WORK REQUEST:
Repeat the full listing below verbatim and keep the images out.

RECORDS FOR THE TASK:
· · ·

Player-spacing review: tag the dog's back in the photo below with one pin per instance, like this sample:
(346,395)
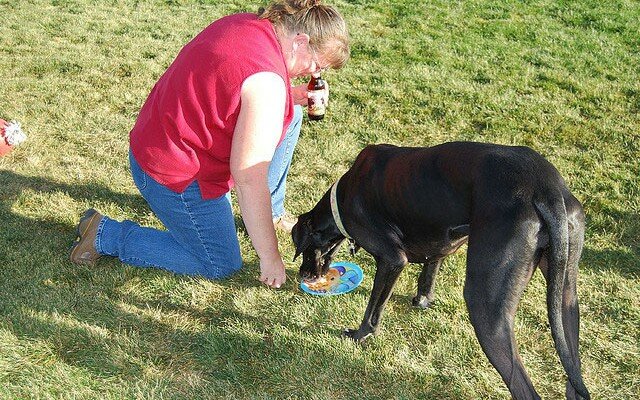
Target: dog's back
(411,203)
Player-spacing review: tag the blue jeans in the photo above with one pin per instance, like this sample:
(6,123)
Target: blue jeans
(201,235)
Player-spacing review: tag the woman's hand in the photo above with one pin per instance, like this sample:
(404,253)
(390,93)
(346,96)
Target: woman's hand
(272,273)
(301,94)
(255,138)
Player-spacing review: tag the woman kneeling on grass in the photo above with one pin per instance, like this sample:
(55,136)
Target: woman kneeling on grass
(223,113)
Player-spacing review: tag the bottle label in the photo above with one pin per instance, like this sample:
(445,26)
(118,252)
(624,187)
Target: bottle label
(317,103)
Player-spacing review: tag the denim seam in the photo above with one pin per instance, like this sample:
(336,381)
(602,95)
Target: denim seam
(215,265)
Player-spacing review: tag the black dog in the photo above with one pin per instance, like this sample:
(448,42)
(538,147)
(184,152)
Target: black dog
(419,205)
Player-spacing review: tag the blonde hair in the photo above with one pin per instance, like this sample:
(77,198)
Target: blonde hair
(325,26)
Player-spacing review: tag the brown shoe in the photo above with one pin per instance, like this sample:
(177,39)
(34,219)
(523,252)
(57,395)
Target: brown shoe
(84,250)
(285,222)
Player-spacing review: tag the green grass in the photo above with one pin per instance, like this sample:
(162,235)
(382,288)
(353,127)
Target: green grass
(559,76)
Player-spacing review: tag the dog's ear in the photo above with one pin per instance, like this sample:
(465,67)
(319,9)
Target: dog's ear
(301,234)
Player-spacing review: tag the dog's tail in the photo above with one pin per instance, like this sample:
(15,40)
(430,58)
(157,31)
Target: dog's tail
(554,215)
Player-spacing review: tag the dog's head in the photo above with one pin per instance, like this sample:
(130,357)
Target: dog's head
(317,238)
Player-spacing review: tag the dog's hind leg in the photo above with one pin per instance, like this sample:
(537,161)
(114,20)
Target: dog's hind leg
(500,263)
(570,309)
(387,274)
(426,284)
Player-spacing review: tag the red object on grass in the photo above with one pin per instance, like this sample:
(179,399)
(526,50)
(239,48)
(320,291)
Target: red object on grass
(10,136)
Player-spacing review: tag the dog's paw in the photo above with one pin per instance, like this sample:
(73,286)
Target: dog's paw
(355,335)
(421,302)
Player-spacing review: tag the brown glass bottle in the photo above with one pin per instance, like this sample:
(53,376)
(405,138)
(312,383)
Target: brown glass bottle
(317,102)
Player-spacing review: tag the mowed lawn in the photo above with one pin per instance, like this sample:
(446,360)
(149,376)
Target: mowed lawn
(559,76)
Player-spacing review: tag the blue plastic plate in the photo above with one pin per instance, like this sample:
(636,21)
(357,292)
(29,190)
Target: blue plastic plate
(342,277)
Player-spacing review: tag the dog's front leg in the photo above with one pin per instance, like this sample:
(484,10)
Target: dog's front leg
(426,284)
(383,283)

· · ·

ANSWER SECTION:
Player-spacing review: tag the dog's back in the photo below with one pin per instance, like this sample:
(346,395)
Target: dog's back
(411,203)
Player-spacing review: tag the blue jeans in the photo above with one pin per instance, like this sample:
(6,123)
Target: blue jeans
(201,235)
Player-spacing review: tag the woman's hand in the photo above with one pin per instance, like this sample:
(404,253)
(390,93)
(346,96)
Target: woman's hand
(272,273)
(301,94)
(255,138)
Player-spacing review: tag the woman kneeling on grass in the photo above with one pin per instance, like this sample:
(55,136)
Target: woman kneeling on grass
(223,113)
Player-spacing review: tag the bottle label in the photo above with one pin per instance, like this sample:
(445,26)
(118,252)
(624,187)
Target: bottle label
(317,103)
Player-spacing review: tag the denim seam in the photo above with one pin per instance, like this sample:
(336,381)
(602,95)
Target: denim seam
(215,265)
Player-spacing review: tag the black dog in the photo above with one pin per instance, like this sample:
(448,42)
(538,147)
(184,152)
Target: black dog
(419,205)
Player-spacing review: tag the blonde hair in the photo above with one pin per instance, like this sample:
(77,198)
Target: blonde hair
(325,26)
Player-spacing review: tag the brown shoe in the photo above with one pin per instance, like this sample:
(177,39)
(34,219)
(523,252)
(57,395)
Target: brown shoe
(84,250)
(285,222)
Player-spacing review: tag the green grass in the photo above with one pin per instance, like this sample:
(162,235)
(382,288)
(353,127)
Target: green grass
(559,76)
Player-spacing review: tag the dog's ear in the photo above with one pin per instance, like this sample:
(465,67)
(319,9)
Target: dog's ear
(301,234)
Player-spacing review: tag the dog's tail in the photo above with one pin per instance, like this sample:
(15,40)
(430,58)
(157,31)
Target: dog's tail
(554,215)
Player-spacing review: tag the dog's head in the photo above with one pin per instance, like this sample:
(130,357)
Target: dog's head
(317,238)
Player-spacing review: tag the dog's hind leg in the photo above with one pin per instance, like this sample:
(537,161)
(114,20)
Target: dog's hind leg
(500,263)
(570,309)
(387,274)
(426,284)
Player-spacing review: tag the red object on grass in the photo above with one pin per instance, like this sample:
(179,399)
(526,50)
(239,48)
(320,291)
Target: red object on grass
(10,136)
Player-spacing review: tag the dog's paw in the photo above with one pin per instance, like this sample:
(73,286)
Target: dog's paw
(355,335)
(421,302)
Player-spacing review: tag the brown glass bottle in the photo above with one pin per instance, like this sample:
(53,376)
(405,138)
(312,383)
Target: brown glass bottle
(317,102)
Player-spacing review: tag the mowed lawn in the photo above with one pin per instance, like this sample:
(446,360)
(149,376)
Target: mowed lawn
(559,76)
Player-spacing review: tag the blue plastic plate in the photo above with one pin per instance, like this sample:
(636,21)
(357,292)
(29,190)
Target: blue plastic plate
(342,277)
Player-spacing review: tag the dog's front leg in the photo above with one pin per instance, like this sample:
(484,10)
Target: dog's front leg
(426,284)
(383,283)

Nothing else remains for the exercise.